> Text excerpt:
++++++++++

The existing privacy protection methods in social networks include anonymity, decentralisation, encryption, information security regulations, fine-grained privacy settings and access control, and improving user privacy awareness and privacy behaviour [6]. The first four methods need to rely on operators, which has proven to be unreliable. With the rapid development of attribute inference, link inference, personal identification, and community discovery, the role of anonymisation is becoming weaker and weaker. As long as users use social networks, they are disclosing information, so the adaptability of encryption is poor. Fine-grained privacy settings and access control rely on the user’s own privacy literacy, but according to the research, less than one-third of users have changed these settings, and most of the settings are not reasonable. Therefore, the most fundamental solution is to help users cultivate their privacy awareness and enhance their privacy protection behaviour. Privacy metrics are the best way to achieve this goal. These metrics quantify all aspects of the ways that users may disclose private information on social networks and transform the virtual concept of privacy into specific values in the physical space so that users can intuitively understand their privacy status. If they are not satisfied with their current privacy status, they can continuously adjust it according to the privacy score, enhance their privacy awareness in the process of adjustment, and cultivate behavioural habits of privacy protection.

++++++++++

> Task brief: According to the research cited in the text on social network privacy, what share of users have changed their fine-grained privacy settings and access control? The material that comes next has no connection to the text on social network privacy.

> Records shown:
++++++++++

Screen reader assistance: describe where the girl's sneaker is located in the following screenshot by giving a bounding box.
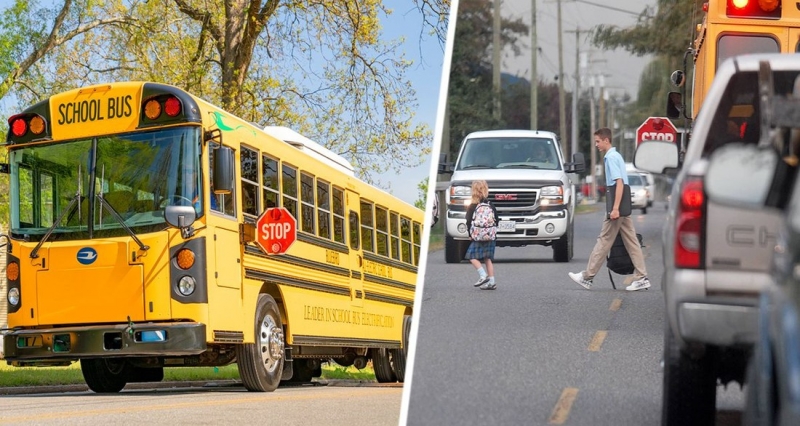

++++++++++

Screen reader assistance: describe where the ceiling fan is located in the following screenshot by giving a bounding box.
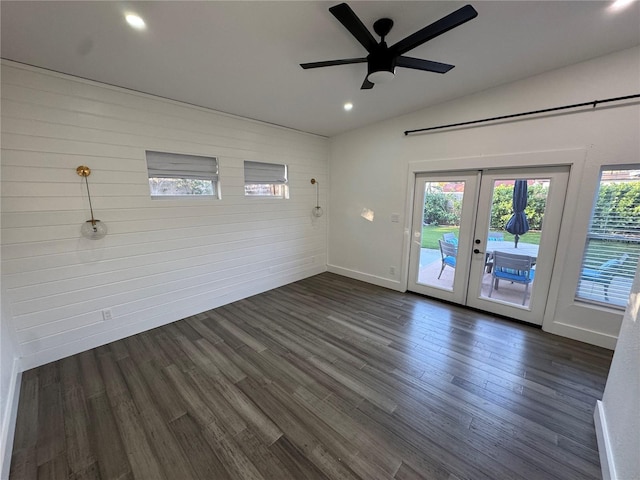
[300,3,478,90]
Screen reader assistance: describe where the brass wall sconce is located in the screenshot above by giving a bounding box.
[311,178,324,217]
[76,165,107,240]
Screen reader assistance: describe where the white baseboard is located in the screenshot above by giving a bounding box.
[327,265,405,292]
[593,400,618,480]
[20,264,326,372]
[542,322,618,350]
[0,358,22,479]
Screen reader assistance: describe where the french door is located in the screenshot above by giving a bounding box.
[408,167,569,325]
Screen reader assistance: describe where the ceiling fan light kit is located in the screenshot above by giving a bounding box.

++++++++++

> Response: Less than one-third of users.